#### What is needed
Recast the lines starting at the one containing "137L64 154L73 168L181" and ending at the one containing "positive clicks: (143, 138)" as a Markdown table with the columns Row and Line, leaving out blank lines.

*** Begin section ***

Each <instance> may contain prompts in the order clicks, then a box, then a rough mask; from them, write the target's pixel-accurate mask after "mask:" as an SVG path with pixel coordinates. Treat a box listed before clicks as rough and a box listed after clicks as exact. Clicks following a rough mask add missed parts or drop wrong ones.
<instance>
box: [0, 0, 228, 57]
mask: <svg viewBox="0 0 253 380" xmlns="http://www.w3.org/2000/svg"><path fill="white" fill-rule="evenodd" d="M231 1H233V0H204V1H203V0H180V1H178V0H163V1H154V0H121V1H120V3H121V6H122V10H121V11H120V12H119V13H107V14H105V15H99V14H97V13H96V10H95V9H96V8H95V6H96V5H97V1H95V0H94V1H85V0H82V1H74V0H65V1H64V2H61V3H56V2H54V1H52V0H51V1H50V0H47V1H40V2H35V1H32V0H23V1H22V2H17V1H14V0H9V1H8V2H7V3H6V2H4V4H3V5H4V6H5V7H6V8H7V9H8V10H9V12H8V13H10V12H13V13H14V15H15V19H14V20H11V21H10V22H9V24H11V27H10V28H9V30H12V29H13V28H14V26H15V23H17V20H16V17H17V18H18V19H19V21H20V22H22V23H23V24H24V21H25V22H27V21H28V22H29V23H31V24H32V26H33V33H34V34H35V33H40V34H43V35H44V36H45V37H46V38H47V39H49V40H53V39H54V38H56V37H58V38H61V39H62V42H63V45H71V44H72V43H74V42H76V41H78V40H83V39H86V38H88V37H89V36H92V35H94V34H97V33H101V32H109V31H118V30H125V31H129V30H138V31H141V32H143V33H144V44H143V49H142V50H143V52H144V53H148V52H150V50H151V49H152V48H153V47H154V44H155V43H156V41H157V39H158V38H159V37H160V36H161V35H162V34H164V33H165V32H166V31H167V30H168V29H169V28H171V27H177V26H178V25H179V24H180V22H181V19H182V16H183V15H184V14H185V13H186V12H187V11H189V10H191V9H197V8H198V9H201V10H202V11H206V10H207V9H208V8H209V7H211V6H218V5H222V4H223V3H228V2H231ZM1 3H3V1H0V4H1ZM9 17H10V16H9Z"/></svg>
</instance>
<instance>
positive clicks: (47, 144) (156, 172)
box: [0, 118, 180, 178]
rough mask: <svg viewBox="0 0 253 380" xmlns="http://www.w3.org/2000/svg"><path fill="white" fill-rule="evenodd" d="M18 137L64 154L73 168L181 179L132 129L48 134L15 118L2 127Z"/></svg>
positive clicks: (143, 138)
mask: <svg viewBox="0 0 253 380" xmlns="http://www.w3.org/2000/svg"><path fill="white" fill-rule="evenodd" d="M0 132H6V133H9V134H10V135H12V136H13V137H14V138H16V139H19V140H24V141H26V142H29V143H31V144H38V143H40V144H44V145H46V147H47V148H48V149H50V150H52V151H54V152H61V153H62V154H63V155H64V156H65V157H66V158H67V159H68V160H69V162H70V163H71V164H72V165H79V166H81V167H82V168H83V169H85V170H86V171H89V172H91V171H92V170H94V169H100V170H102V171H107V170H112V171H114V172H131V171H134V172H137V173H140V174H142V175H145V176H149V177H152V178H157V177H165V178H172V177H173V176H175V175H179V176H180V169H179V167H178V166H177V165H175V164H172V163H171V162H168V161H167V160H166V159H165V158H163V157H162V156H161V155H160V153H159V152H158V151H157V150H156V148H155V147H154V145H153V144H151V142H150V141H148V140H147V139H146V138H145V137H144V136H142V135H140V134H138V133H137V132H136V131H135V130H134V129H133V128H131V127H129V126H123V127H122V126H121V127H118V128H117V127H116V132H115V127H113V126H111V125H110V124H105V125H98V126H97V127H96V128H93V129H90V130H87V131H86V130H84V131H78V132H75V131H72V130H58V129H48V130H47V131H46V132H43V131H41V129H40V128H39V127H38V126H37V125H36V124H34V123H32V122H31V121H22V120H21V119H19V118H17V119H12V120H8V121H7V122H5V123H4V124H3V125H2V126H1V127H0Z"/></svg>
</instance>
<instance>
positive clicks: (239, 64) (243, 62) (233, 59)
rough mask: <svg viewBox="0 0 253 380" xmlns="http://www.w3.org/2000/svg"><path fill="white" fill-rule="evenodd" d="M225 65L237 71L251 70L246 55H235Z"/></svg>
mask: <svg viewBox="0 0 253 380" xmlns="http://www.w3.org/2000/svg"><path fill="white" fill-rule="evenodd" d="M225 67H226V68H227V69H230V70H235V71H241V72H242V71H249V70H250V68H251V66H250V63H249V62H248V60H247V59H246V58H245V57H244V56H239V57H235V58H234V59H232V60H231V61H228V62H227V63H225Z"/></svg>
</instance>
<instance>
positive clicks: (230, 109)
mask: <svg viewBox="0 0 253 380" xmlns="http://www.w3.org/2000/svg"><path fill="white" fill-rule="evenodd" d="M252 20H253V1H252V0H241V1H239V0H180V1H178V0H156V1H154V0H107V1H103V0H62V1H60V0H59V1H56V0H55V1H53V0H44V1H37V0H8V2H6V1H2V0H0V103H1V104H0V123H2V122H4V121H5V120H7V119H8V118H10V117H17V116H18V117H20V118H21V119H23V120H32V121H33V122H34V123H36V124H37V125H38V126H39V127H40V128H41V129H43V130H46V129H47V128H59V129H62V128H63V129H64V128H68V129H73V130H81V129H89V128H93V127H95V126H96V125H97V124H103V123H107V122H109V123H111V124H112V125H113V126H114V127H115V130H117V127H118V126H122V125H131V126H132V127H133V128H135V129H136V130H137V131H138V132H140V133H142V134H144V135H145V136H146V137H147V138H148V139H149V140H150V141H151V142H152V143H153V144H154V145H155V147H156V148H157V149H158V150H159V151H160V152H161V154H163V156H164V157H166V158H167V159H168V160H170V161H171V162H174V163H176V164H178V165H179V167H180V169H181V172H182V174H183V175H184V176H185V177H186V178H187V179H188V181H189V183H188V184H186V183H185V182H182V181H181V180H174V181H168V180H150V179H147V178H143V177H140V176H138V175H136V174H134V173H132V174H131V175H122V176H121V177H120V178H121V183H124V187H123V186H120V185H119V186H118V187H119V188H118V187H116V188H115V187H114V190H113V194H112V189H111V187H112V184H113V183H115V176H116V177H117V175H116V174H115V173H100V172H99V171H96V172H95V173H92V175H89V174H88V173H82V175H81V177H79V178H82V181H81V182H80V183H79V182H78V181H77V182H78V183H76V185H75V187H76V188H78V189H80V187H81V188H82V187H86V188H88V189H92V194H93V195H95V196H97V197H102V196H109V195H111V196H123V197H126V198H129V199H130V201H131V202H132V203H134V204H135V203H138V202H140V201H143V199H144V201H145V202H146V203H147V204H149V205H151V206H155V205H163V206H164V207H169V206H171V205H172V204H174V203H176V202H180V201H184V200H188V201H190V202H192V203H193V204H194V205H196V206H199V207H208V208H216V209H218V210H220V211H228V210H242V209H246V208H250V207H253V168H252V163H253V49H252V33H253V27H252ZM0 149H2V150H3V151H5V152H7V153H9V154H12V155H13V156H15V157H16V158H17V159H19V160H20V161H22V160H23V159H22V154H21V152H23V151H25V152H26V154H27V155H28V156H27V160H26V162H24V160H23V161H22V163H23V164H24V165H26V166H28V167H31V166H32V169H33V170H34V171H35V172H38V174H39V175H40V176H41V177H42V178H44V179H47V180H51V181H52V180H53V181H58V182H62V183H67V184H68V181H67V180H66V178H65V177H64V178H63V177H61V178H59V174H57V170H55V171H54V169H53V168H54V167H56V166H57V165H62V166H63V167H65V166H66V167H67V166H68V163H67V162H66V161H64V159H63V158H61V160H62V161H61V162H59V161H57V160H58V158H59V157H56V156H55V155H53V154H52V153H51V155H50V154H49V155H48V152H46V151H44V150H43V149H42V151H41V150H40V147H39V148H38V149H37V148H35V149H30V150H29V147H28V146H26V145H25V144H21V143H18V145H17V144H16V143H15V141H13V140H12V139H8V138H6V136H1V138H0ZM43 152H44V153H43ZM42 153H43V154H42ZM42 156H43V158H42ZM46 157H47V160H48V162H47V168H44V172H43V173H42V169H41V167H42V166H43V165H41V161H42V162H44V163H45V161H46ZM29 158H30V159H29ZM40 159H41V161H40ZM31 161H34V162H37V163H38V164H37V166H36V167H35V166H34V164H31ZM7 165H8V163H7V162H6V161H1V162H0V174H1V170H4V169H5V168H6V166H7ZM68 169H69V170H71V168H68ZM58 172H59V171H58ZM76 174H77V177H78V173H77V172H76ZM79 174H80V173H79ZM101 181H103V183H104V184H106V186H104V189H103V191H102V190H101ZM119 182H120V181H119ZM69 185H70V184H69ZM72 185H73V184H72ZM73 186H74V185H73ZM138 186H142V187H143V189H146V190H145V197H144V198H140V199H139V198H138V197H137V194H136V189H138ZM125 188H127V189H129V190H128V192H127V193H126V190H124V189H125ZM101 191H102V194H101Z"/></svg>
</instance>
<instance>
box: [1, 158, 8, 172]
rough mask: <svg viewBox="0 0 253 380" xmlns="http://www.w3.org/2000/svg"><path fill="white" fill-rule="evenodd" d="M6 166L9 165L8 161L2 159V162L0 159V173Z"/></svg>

*** End section ***

#### Exercise answer
| Row | Line |
|---|---|
| 1 | rough mask: <svg viewBox="0 0 253 380" xmlns="http://www.w3.org/2000/svg"><path fill="white" fill-rule="evenodd" d="M18 137L64 154L73 168L181 179L132 129L48 134L15 118L2 127Z"/></svg> |
| 2 | positive clicks: (143, 138) |